> **What you are asked to do**
Copy, from the material below, each line where "tarp" shows up.

> **Input data**
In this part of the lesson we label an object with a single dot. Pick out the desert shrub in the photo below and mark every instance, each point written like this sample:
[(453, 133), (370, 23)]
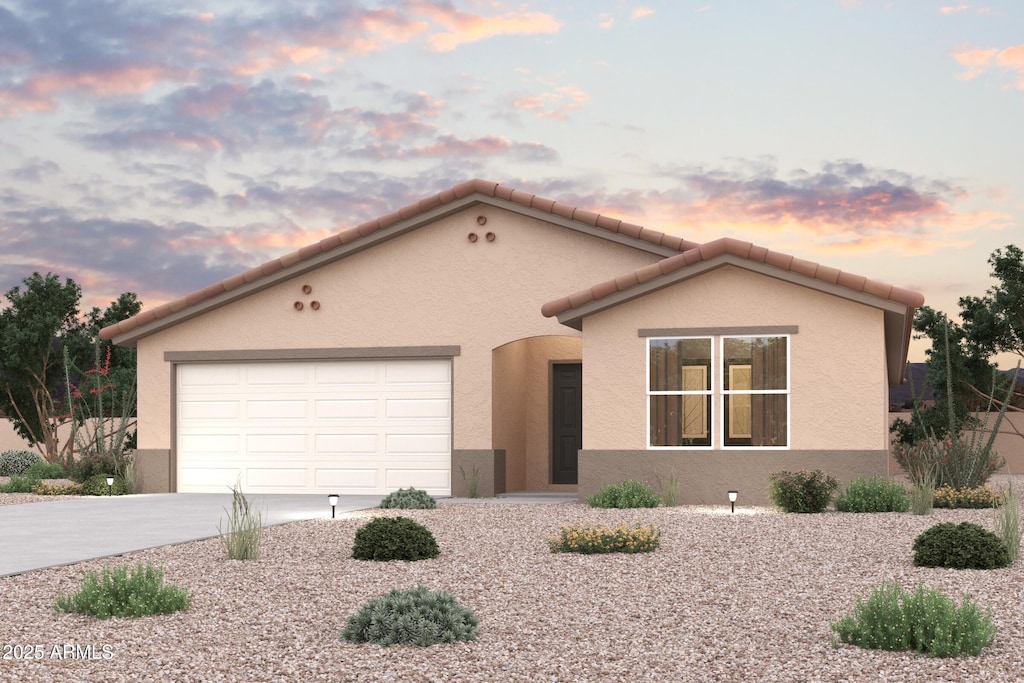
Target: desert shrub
[(87, 467), (19, 484), (593, 540), (394, 539), (629, 494), (245, 527), (925, 621), (801, 491), (16, 462), (414, 616), (1008, 523), (963, 546), (979, 497), (96, 485), (124, 593), (923, 494), (57, 489), (872, 495), (409, 499), (44, 470)]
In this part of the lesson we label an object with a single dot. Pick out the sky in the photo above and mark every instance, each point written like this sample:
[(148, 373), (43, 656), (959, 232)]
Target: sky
[(158, 147)]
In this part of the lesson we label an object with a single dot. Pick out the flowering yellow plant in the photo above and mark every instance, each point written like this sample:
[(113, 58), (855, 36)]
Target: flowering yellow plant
[(591, 540)]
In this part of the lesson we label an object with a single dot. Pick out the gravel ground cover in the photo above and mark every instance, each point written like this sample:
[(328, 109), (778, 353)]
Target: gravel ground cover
[(728, 597)]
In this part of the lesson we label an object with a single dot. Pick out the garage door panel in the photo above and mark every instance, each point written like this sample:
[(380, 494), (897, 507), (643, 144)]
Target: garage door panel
[(358, 444), (202, 375), (285, 444), (315, 427), (352, 480), (209, 442), (210, 410), (417, 409), (347, 409), (270, 478), (269, 409), (429, 479), (427, 444), (278, 374)]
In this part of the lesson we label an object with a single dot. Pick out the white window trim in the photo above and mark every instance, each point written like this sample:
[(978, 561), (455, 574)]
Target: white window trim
[(707, 392), (786, 391), (717, 404)]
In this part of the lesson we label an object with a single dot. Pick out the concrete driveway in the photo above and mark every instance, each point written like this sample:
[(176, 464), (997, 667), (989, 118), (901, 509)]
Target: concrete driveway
[(55, 532), (35, 536)]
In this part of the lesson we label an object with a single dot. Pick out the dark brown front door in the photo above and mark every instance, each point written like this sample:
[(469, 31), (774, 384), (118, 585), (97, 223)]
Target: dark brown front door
[(566, 421)]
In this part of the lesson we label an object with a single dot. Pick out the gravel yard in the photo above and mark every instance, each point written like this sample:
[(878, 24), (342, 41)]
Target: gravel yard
[(728, 597)]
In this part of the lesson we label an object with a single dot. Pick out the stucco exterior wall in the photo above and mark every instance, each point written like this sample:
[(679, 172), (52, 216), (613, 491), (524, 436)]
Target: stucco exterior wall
[(429, 287), (838, 367)]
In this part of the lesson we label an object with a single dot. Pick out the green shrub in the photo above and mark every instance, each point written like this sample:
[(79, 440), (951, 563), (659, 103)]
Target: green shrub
[(245, 527), (87, 467), (1008, 523), (593, 540), (409, 499), (19, 484), (16, 462), (629, 494), (923, 494), (979, 497), (926, 622), (44, 470), (963, 546), (872, 495), (802, 491), (394, 539), (415, 616), (121, 593), (96, 485), (57, 489)]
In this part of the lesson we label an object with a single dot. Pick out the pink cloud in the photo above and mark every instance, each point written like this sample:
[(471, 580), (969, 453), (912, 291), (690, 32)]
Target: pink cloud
[(462, 28), (979, 61), (39, 92), (558, 103)]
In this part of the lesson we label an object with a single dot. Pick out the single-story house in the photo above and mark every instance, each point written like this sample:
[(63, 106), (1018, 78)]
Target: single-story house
[(487, 335)]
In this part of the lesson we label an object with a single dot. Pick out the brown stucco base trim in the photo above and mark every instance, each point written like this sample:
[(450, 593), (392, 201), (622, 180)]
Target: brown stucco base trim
[(489, 467), (705, 476), (153, 470)]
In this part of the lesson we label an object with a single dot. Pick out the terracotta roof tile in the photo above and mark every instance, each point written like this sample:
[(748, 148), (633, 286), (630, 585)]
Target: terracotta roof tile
[(563, 210), (345, 237), (589, 217), (743, 250), (630, 229)]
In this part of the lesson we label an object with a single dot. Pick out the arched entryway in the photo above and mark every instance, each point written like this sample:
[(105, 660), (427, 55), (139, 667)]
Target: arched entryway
[(537, 410)]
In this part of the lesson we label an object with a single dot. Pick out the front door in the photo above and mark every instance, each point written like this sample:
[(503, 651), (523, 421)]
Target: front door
[(566, 421)]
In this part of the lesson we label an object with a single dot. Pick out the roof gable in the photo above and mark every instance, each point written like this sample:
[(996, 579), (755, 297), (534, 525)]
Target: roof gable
[(386, 227), (898, 304)]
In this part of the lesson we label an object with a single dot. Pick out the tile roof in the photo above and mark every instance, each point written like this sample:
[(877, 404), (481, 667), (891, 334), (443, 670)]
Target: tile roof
[(336, 242), (743, 250)]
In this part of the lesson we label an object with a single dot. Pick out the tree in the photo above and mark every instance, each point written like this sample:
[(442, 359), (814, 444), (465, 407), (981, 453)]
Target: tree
[(993, 324), (40, 323)]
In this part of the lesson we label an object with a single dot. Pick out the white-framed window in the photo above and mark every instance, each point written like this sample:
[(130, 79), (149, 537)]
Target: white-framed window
[(742, 378)]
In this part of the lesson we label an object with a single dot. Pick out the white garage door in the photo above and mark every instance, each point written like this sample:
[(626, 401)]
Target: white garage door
[(325, 426)]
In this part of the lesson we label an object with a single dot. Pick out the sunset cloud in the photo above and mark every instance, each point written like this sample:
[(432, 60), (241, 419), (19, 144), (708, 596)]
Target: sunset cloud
[(462, 28), (979, 61)]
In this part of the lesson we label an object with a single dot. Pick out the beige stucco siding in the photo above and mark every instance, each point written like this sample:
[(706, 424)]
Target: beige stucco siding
[(429, 287), (837, 358)]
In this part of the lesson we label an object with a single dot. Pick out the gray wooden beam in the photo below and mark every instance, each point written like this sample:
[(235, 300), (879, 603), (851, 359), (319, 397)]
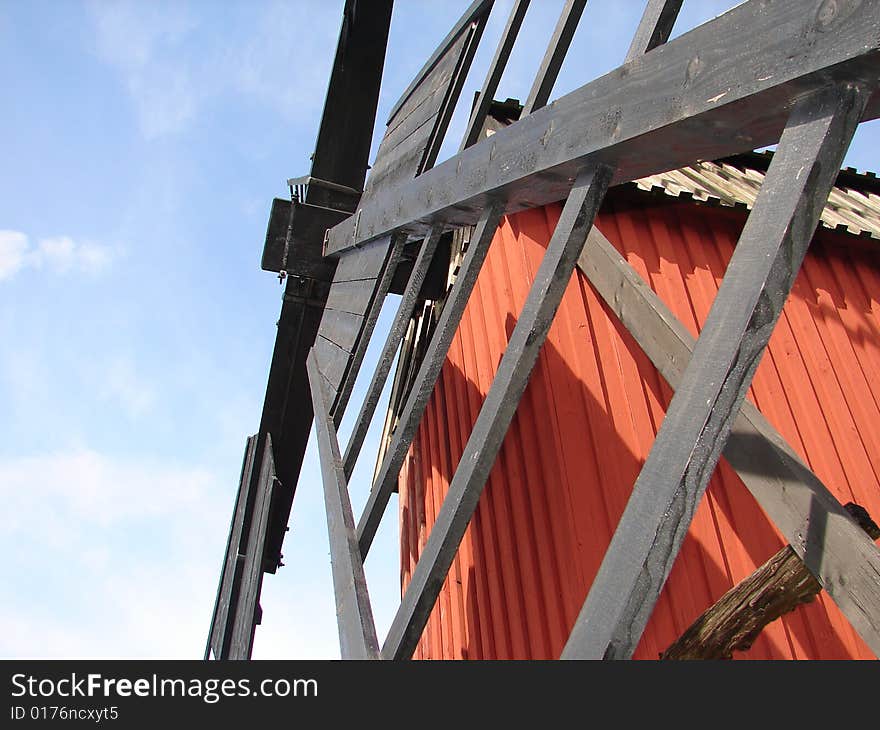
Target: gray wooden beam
[(383, 284), (496, 70), (220, 633), (392, 342), (542, 86), (477, 11), (341, 156), (357, 631), (501, 402), (819, 529), (247, 608), (694, 432), (654, 27), (386, 478), (723, 88)]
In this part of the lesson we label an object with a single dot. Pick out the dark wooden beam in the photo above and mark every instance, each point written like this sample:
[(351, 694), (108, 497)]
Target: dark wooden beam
[(247, 604), (736, 619), (342, 149), (542, 86), (693, 434), (357, 631), (392, 343), (496, 70), (654, 27), (220, 635), (383, 284), (496, 412), (341, 156), (801, 507), (386, 478), (477, 11), (723, 88)]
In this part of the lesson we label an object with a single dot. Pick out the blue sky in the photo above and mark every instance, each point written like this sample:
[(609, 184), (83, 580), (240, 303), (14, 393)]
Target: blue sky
[(141, 145)]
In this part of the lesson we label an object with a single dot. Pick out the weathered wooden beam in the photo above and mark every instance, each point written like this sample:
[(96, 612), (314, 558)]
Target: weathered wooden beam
[(801, 507), (342, 148), (477, 11), (220, 634), (654, 27), (392, 342), (253, 538), (778, 587), (548, 71), (357, 630), (341, 157), (496, 413), (723, 88), (692, 436), (493, 75), (383, 284), (386, 478)]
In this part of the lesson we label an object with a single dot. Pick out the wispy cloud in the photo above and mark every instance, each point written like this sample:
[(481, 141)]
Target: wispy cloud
[(61, 254), (13, 250), (129, 548), (151, 47), (124, 385)]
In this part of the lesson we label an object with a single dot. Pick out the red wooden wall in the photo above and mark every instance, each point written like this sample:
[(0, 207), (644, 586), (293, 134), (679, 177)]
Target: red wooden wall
[(588, 419)]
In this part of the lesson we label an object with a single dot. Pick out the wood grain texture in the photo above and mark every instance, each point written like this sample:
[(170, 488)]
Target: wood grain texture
[(697, 423), (723, 88), (496, 413), (357, 631), (778, 587), (840, 556), (386, 476)]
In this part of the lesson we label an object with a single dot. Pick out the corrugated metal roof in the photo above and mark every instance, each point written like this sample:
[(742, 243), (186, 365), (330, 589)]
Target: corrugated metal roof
[(589, 417), (853, 205)]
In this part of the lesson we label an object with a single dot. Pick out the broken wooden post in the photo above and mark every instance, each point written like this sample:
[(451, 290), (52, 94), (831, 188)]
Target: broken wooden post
[(733, 623)]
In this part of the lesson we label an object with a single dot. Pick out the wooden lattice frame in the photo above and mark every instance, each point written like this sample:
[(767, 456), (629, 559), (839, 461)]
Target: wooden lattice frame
[(799, 73)]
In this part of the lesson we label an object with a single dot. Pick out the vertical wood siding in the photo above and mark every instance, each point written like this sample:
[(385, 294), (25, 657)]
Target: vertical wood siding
[(588, 419)]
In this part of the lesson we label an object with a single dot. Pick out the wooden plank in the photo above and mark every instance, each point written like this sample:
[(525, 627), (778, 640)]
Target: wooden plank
[(497, 411), (428, 100), (218, 633), (363, 263), (220, 636), (360, 349), (697, 423), (444, 116), (341, 157), (658, 112), (247, 607), (476, 10), (542, 86), (736, 619), (654, 27), (392, 342), (792, 496), (493, 75), (341, 328), (386, 479), (357, 631), (301, 227), (332, 360), (351, 296), (342, 148)]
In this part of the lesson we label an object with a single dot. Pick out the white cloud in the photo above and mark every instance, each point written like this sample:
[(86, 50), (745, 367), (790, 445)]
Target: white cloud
[(110, 557), (13, 248), (60, 254), (124, 385)]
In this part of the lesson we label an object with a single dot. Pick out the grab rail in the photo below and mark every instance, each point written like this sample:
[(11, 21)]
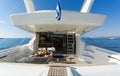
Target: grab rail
[(114, 58)]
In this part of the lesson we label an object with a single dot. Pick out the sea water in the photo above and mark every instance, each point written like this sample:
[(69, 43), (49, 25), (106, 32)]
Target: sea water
[(107, 43)]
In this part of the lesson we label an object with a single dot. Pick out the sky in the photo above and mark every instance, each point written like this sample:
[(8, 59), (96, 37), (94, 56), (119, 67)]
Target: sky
[(110, 8)]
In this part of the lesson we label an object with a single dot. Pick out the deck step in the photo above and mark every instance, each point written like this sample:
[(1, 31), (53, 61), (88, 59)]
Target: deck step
[(57, 71)]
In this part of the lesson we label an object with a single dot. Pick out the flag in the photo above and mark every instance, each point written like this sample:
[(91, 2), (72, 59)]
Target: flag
[(58, 11)]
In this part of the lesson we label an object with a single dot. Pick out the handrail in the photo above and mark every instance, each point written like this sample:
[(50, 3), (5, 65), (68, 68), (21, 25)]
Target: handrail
[(114, 58)]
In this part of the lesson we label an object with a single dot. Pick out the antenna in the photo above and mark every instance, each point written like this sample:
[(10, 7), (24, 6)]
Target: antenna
[(29, 6), (87, 6)]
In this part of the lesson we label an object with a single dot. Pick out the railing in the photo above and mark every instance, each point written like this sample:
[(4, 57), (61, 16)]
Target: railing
[(114, 58)]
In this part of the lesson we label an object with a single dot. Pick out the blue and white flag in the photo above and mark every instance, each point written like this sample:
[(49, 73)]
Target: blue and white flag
[(58, 11)]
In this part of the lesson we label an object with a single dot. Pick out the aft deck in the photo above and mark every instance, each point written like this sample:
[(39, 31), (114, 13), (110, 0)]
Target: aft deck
[(67, 59)]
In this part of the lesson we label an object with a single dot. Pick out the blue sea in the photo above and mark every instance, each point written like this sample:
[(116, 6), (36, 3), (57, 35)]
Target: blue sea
[(107, 43)]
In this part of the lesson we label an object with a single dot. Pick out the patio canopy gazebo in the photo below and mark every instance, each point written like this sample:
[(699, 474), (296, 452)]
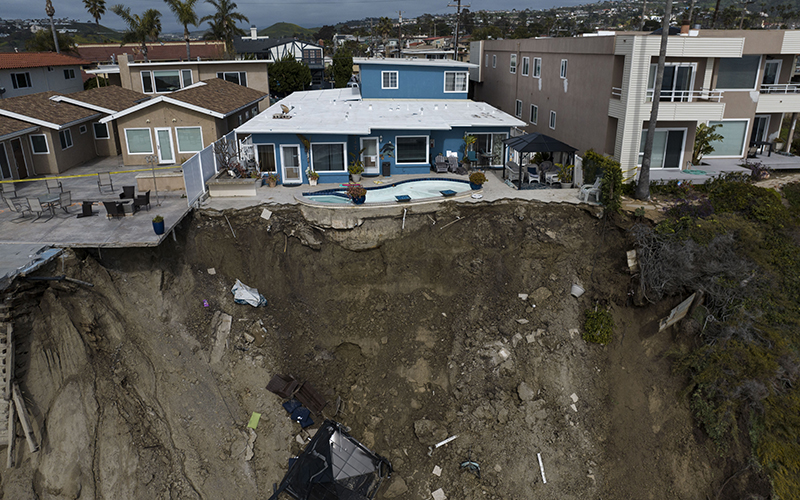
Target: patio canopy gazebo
[(537, 143)]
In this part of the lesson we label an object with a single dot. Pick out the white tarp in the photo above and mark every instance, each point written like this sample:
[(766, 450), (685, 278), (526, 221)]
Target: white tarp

> **The answer**
In this part of the lesson we label an object with a single dot. Pick out the white tarp in the photo above and mark every instance, each point written like this sample:
Target: white tarp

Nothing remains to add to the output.